■ The task:
Check every line of the data for the word "bride", and copy those that have it.

■ Data to process:
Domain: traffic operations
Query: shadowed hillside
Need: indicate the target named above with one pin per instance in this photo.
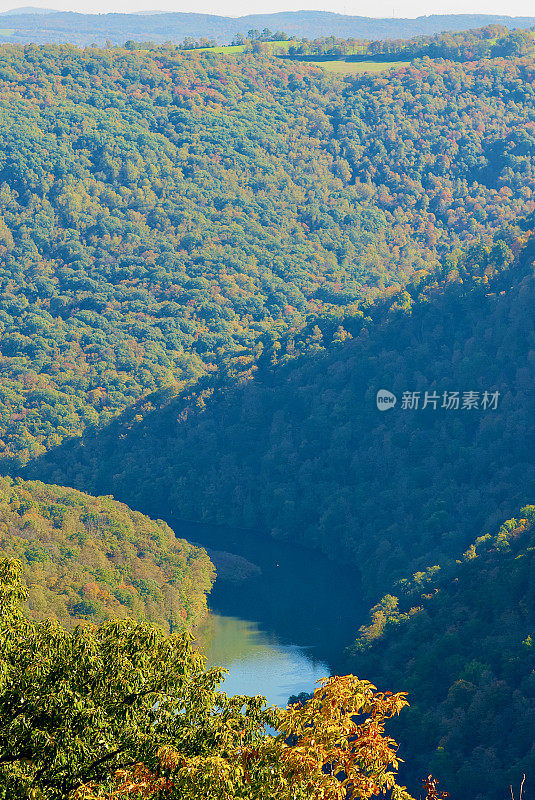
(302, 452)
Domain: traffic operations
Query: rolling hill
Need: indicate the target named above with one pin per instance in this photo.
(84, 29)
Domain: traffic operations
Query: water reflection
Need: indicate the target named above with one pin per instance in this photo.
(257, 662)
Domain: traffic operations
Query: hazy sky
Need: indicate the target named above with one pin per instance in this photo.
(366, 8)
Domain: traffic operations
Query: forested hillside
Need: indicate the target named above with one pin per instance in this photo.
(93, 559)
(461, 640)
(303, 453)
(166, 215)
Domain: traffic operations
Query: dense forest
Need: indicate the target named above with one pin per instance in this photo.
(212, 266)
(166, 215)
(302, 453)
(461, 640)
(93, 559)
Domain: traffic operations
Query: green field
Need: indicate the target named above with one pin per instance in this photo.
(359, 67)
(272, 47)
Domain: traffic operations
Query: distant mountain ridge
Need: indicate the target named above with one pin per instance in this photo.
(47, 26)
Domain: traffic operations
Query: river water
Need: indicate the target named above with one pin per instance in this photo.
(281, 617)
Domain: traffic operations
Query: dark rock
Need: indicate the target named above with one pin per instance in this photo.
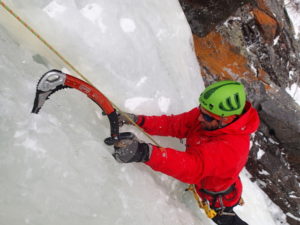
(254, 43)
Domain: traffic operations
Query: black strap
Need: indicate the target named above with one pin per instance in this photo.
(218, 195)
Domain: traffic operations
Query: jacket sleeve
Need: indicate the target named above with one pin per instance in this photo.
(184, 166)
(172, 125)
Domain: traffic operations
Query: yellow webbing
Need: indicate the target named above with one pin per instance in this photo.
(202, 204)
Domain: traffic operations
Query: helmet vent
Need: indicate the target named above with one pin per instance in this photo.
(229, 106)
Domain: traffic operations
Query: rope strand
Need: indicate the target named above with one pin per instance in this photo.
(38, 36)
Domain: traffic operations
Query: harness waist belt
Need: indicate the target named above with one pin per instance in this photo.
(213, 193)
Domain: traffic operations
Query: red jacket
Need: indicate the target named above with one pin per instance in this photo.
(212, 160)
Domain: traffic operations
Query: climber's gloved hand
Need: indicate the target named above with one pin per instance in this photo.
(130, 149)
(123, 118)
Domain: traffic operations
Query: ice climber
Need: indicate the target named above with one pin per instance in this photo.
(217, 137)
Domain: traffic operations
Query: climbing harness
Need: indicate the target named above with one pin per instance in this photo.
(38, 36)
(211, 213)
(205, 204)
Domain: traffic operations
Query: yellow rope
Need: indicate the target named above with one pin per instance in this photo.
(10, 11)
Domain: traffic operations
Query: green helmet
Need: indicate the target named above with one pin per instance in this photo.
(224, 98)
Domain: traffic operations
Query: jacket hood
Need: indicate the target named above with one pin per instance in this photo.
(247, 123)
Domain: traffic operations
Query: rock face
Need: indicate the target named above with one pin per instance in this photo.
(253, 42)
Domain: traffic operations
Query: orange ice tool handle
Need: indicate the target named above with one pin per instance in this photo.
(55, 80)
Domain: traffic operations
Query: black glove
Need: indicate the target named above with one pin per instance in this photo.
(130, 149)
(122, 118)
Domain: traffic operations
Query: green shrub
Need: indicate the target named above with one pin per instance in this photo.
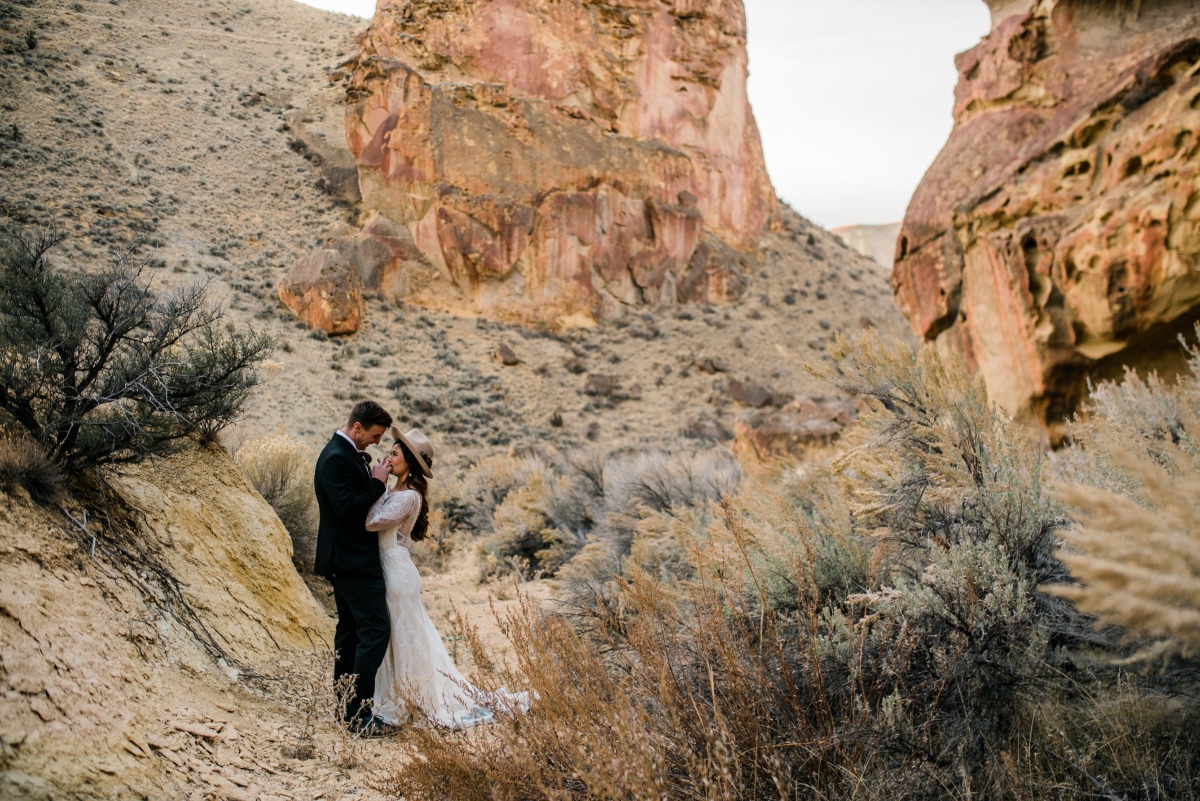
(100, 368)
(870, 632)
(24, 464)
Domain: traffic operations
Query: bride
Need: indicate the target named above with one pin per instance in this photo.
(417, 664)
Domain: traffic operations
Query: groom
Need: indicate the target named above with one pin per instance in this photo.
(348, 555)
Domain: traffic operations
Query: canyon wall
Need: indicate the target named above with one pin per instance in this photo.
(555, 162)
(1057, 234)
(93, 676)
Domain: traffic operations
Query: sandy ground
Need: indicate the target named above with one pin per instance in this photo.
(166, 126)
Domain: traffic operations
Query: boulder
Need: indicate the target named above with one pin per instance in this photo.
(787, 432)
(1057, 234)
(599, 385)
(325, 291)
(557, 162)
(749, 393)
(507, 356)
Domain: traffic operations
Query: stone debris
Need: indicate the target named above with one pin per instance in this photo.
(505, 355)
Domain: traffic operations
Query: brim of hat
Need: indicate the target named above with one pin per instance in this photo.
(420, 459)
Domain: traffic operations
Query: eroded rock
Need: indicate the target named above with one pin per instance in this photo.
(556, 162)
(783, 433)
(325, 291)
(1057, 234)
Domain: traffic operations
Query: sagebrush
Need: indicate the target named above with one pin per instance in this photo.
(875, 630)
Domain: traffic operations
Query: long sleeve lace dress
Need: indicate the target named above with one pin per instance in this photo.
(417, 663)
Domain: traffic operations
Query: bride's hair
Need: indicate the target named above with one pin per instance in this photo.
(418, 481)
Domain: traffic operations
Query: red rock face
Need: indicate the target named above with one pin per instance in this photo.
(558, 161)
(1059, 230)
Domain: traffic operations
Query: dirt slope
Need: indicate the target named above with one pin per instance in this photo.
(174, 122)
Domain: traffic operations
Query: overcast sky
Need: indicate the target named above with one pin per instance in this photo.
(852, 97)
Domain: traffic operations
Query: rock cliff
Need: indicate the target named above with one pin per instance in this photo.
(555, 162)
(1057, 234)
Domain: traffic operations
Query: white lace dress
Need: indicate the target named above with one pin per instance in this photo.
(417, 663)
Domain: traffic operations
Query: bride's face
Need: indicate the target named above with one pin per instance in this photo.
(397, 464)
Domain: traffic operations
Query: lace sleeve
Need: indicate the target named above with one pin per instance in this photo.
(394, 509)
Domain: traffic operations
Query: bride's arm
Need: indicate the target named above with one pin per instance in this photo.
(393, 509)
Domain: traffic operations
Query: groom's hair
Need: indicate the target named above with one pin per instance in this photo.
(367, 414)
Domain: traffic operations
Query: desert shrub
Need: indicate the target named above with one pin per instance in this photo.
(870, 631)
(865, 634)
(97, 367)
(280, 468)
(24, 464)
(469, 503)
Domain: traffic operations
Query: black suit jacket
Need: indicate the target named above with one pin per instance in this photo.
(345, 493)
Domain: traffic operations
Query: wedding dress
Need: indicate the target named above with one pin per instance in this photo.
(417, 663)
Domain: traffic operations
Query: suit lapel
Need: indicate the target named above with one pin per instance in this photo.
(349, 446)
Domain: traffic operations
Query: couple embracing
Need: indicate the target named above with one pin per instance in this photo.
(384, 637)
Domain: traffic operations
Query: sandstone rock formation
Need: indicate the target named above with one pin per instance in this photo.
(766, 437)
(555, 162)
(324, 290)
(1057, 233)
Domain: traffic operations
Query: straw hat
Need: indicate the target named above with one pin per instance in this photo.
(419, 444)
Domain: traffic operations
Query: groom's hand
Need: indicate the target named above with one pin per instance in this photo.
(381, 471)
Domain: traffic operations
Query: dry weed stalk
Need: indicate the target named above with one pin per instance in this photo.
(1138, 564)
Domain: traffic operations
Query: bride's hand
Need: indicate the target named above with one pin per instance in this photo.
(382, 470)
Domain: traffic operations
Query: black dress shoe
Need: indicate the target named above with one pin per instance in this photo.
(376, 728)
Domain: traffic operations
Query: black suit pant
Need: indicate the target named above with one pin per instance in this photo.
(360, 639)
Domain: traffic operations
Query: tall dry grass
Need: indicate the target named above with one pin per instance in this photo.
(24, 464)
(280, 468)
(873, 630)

==

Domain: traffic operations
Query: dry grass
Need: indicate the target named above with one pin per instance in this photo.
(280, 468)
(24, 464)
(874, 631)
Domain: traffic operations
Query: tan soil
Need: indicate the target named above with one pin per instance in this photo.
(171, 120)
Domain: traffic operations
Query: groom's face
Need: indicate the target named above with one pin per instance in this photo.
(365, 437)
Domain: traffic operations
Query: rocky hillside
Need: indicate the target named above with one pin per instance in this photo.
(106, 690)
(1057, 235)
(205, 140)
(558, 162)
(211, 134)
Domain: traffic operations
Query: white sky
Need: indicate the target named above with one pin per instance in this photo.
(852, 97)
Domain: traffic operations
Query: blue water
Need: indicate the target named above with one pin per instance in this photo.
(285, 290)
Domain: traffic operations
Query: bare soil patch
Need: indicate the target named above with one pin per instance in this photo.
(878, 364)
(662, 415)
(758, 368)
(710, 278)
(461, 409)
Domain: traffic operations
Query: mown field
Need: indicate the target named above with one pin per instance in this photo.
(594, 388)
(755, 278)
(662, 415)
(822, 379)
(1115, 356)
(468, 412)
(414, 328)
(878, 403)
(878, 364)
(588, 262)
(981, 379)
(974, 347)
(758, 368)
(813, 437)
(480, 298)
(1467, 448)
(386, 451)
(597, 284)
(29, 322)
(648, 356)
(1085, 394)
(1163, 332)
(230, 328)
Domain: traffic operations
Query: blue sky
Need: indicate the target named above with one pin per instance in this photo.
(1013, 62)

■ Answer to the problem:
Query: bride
Query: bride's hair
Query: bride's face
Query: bride's arm
Query: bride's hand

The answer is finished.